===== BRANO ESTRATTO =====
Arlene Foster leader del Dup (foto LaPresse)

Un più e un meno spiegano "il bailout nordirlandese" che salva la May

Paola Peduzzi

Chi sono e cosa vogliono i nord irlandesi del Dup. Il partito che con i suoi 10 seggi consente al premier inglese di avere la maggioranza 

Milano. Nella notte elettorale britannica dei calcoli sbagliati e degli angeli vendicatori a ridacchiare in diretta tv, gli irlandesi del nord sono diventati tutt’a un tratto decisivi, corteggiati, inseguiti, intervistati – altro che 15 minuti di popolarità, qui si fa il prossimo governo del Regno Unito. “Orange is the new Blue”, twitta George Osborne, direttore dell’Evening Standard e forse il più felice del Regno perché ha visto sfregiata la premier-nemica, mentre una delle cover del giornale (ci sono state più edizioni ieri, scatenatissimo Osborne) dice: “Bailout nordirlandese”. Nel calcolo più doloroso della sua carriera politica, Theresa May ha fatto una somma e una sottrazione e, in fretta prima di doversi trovare in un’altra penosa concorrenza, è andata dagli unionisti estremi nordirlandesi, il Democratic unionist party (Dup), chiedendo in dote i loro 10 seggi conquistati nel voto di giovedì, due in più rispetto alla legislatura precedente. La soglia della maggioranza ai Comuni è 326 seggi, i Tory ne hanno 318, con il bottino del Dup si supera la soglia. Questa è la somma. Poi c’è anche la sottrazione, che spiega molto della politica nordirlandese, delle ferite che non si sono ancora rimarginate dopo le bombe e le pallottole e degli effetti collaterali di questo patto politico. Il Sinn Féin, che si spartisce la politica nordirlandese con il Dup (no, non c’è moderazione a Belfast, anche lì il centro è un “buco nero” come dicono i commentatori, la dialettica è tra i due estremi), ha avuto un’ottima notte elettorale, ha conquistato sette seggi record, ma ha già annunciato di voler ottemperare alla propria regola storica di “astensionismo”: quei seggi non li vuole, perché il Regno Unito è una forza straniera occupante, il Sinn Féin vuole staccarsi dal Regno e unirsi all’Irlanda. Quindi quei sette seggi è come se non ci fossero, il che fa abbassare la soglia della maggioranza assoluta a 322 seggi. Ai conservatori non bastano i voti nemmeno per arrivare a questa soglia, ma con il Dup superano sia questa sia quella sulla carta.
===== DATI REGISTRATI =====
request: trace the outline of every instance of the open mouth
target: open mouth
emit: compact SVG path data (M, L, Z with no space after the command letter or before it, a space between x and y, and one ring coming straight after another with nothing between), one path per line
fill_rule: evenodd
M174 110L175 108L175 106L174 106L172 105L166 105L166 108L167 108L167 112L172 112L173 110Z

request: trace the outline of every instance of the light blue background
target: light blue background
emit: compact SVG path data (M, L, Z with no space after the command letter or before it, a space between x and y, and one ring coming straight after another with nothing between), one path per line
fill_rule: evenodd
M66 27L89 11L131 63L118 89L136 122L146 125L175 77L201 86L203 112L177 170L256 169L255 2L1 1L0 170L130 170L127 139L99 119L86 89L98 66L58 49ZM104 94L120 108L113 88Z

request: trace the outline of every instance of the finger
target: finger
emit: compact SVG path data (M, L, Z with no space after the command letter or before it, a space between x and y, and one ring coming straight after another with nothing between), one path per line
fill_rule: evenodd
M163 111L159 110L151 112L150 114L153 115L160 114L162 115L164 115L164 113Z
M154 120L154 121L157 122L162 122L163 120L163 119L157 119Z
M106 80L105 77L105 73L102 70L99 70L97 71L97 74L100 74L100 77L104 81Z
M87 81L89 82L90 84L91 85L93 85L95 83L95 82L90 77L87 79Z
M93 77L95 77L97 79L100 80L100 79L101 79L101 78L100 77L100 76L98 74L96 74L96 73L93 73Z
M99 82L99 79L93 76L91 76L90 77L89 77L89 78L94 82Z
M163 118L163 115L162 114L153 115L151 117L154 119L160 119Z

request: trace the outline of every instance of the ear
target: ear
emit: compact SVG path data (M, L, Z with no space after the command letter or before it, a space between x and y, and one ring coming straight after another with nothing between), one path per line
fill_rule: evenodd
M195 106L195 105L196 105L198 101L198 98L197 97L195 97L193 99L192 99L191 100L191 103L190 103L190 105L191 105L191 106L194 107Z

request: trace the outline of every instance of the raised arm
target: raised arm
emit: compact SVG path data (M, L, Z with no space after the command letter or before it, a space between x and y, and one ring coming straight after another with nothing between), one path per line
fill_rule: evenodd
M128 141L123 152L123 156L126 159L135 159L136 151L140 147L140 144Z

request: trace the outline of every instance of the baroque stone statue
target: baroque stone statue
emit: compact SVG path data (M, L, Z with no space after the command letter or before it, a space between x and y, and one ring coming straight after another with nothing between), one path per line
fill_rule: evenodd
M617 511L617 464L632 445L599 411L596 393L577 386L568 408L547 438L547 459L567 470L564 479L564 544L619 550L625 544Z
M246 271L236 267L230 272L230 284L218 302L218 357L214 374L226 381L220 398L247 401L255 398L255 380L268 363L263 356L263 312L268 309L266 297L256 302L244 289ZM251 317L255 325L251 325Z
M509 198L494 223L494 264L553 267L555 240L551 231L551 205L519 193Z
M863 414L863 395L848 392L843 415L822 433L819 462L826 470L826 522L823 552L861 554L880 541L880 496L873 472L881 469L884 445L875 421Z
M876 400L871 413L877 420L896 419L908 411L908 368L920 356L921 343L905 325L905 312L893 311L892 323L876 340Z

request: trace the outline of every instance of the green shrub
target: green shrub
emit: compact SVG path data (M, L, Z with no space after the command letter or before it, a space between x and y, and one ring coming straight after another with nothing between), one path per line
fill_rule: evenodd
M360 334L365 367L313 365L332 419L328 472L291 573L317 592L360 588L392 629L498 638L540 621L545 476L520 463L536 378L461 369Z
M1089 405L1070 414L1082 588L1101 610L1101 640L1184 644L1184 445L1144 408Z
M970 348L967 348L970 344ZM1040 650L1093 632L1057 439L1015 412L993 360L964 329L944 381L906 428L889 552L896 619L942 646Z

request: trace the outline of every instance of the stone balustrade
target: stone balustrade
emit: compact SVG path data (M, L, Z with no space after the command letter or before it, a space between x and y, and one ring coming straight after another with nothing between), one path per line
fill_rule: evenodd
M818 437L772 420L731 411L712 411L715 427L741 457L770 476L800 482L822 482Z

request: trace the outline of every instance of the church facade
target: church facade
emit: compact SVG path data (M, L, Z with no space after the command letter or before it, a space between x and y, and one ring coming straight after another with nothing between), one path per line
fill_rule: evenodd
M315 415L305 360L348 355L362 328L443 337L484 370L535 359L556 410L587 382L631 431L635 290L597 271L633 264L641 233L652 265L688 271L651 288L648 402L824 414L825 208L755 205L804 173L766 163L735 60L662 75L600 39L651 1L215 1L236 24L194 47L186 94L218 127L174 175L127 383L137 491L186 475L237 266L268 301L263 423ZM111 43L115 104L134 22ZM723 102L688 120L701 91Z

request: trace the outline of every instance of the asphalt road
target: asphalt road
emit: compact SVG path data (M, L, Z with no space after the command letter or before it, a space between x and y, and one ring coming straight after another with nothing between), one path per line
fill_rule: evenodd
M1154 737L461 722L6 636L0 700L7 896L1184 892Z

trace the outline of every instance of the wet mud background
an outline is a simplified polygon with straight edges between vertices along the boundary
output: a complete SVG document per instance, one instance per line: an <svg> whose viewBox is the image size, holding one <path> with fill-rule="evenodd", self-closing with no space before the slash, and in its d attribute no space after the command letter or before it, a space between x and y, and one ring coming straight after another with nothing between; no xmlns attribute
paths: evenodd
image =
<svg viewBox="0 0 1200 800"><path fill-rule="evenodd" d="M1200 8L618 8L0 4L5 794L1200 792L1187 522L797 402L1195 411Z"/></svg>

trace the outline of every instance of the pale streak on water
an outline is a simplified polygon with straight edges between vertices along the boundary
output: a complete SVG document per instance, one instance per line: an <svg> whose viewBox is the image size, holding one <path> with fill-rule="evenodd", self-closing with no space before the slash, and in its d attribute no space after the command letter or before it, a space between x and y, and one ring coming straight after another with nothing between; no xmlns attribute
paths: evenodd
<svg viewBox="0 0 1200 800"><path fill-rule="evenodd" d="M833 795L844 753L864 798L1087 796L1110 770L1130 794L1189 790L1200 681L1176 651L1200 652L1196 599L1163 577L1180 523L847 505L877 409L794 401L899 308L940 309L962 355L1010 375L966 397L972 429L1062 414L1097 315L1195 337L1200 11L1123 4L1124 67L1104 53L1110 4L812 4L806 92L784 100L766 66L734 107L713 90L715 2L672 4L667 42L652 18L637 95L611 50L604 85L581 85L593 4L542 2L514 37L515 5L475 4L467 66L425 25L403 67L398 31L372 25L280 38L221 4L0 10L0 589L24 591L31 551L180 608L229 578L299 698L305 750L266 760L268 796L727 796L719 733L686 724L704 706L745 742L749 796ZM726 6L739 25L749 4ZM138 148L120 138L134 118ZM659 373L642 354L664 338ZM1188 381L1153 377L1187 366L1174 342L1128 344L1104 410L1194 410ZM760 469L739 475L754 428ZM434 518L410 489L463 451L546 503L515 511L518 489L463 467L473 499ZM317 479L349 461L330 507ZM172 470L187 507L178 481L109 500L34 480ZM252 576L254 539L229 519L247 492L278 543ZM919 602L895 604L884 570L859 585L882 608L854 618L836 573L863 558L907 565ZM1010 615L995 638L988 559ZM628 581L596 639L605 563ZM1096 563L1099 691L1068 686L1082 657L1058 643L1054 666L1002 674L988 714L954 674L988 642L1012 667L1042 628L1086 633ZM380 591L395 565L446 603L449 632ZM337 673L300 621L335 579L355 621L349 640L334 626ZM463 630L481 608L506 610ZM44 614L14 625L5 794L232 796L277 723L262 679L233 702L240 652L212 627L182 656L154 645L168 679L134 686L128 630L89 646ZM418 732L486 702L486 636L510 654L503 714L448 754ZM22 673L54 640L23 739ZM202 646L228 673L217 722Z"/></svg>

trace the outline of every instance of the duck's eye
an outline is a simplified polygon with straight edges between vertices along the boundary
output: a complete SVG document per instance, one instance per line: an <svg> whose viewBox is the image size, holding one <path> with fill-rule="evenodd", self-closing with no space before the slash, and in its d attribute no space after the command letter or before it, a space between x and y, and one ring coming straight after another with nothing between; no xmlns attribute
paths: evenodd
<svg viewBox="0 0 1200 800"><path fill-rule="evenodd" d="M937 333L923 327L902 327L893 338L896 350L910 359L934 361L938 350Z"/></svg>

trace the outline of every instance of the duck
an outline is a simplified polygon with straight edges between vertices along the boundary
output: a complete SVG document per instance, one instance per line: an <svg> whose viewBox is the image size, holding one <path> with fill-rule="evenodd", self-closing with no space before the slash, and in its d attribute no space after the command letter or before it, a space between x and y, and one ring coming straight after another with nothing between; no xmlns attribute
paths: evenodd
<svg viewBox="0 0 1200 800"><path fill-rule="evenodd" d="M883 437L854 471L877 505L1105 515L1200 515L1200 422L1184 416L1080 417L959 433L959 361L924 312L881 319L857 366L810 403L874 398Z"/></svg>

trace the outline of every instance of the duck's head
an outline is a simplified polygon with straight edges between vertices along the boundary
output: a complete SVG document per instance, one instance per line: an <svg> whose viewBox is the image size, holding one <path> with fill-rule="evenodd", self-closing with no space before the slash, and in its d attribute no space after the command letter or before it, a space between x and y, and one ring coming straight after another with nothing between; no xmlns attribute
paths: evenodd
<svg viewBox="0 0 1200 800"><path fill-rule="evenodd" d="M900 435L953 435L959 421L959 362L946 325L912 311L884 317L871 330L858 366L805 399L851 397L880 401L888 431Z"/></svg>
=====
COMPITI DA SVOLGERE:
1. Nel brano sul Dup e Theresa May, quanti seggi hanno i Tory?
2. Prosegui il brano sul Dup e Theresa May, ripartendo subito dopo la sua ultima frase.

RISULTATI DEGLI ESERCIZI:
1. 318 seggi.

2.
Un’addizione e una sottrazione quindi hanno permesso alla May di andare avanti con un patto politico che non ha una forma strutturata, ma cosa dovrà dare in cambio a questi novelli “kingmaker” a favore della Brexit ma soft, contro l’aborto, contro i matrimoni omosessuali, contro l’ambientalismo e con sfumature antidarwiniane? La risposta, invero vaga, l’ha data la leader del Dup, Arlene Foster: “Quel che è meglio per l’Irlanda del nord”. L’ultima volta che un governo conservatore s’è ritrovato a dipendere da un partito nordirlandese era il 1996, il premier era John Major, che aveva subìto delle sconfitte in elezioni suppletive e si alleò con gli unionisti: ma erano quelli dell’Uup, cioè i moderati, e il cuore dello scambio riguardava il processo di pace. Oggi c’è la Brexit, e il Dup, fondato all’inizio degli anni Settanta dal reverendo Paisley come un’unione protestante di irriducibili, è un partito molto meno moderato – già ieri circolavano i dettagli sul suo legame con il terrorismo unionista – anche se la Foster ha fama di pragmatica. Questo pone delle questioni sul futuro della politica nell’Irlanda del nord, caratterizzata da uno stallo semipermanente, e ovviamente sulla politica inglese. Pure se molti tendono a non azzardare troppe previsioni visto che ogni volta si fanno errori, l’esito dell’alleanza potrebbe addirittura portare i Tory su posizioni più centriste. Il Dup è a favore della Brexit ma contro l’“hard Brexit”, perché non vuole un confine rafforzato con l’Irlanda che potrebbe condizionare gli scambi commerciali e soprattutto fomentare la richiesta di uno “status speciale” per l’Irlanda del nord, che è il preludio a un distacco sia dal Regno Unito sia dall’Irlanda che gli unionisti vogliono scongiurare. Crescono le possibilità di una “soft Brexit”, di cui comunque si sa pochissimo, e pure su alcune misure del manifesto conservatore ci potrebbero essere delle pressioni di moderazione, sulle tasse alle aziende del turismo, sulle pensioni e sulle tariffe ferroviarie. Il bailout arancione potrebbe dare sfumature centriste ai Tory, ennesimo paradosso.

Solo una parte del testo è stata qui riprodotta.